> PROBLEM DETAILS: In the records that follow, show each line where the word "Verify" is present.

Referring expression grounding data:
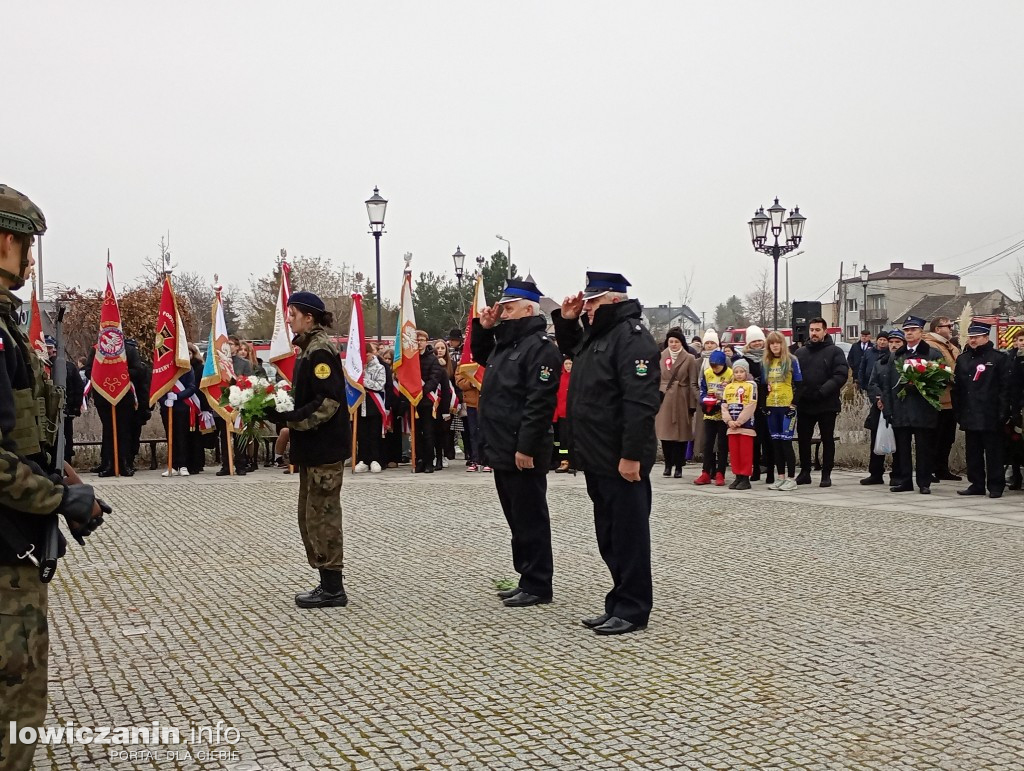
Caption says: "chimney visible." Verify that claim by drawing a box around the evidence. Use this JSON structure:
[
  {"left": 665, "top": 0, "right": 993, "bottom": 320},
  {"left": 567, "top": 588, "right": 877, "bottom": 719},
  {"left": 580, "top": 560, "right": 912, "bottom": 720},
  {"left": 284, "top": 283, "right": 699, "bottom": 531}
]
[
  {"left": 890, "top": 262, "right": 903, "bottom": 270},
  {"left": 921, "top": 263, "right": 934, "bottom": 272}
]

---

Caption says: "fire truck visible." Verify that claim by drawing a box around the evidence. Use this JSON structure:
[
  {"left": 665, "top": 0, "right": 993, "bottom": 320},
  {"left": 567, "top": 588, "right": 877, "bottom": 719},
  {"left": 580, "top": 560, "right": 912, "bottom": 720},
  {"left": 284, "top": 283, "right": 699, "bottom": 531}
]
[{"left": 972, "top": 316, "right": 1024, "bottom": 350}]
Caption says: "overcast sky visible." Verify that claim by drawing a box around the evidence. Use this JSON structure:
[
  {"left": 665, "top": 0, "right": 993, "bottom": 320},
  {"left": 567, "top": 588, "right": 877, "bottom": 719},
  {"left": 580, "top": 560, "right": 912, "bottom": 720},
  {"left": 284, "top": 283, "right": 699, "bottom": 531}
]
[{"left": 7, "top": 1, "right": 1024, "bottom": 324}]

---

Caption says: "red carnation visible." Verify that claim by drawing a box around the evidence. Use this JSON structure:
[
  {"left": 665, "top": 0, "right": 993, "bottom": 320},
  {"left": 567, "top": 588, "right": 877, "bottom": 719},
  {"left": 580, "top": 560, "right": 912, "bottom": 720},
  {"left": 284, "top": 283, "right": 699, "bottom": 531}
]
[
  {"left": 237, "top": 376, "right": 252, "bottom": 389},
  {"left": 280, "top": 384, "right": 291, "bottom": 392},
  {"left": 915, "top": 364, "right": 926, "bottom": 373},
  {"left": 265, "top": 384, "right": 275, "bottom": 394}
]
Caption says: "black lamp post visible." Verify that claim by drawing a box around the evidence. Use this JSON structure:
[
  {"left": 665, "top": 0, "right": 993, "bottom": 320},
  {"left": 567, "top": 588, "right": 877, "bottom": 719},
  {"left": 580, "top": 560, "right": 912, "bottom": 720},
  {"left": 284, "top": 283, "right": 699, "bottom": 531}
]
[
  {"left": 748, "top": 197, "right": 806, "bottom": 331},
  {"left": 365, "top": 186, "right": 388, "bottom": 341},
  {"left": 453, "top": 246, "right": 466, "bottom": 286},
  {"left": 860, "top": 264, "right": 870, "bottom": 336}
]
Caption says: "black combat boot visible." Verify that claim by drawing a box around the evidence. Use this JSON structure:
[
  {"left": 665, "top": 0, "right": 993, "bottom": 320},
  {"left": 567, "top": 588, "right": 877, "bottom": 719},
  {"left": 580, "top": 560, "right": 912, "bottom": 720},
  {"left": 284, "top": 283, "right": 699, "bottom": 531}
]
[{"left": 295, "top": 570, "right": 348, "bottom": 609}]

> TASK ANSWER:
Caption says: "chimney visible." Verify that claim by drawing a box around the evidence. Use this JSON structure:
Caption says: "fire truck visible." Verify that claim by drawing a box around the evidence. Use this JSON structure:
Caption says: "overcast sky visible." Verify that claim by drawing a box around the evidence. Use this JSON structure:
Caption says: "red carnation visible." Verify that claim by drawing a box around the evidence. Use this JSON structure:
Caption says: "black lamp post visible." Verify that claim by drawing a box around the evidence. Use this JSON structure:
Caption says: "black combat boot visible." Verify that claim by drawing a box around the evidence. Use this JSON structure:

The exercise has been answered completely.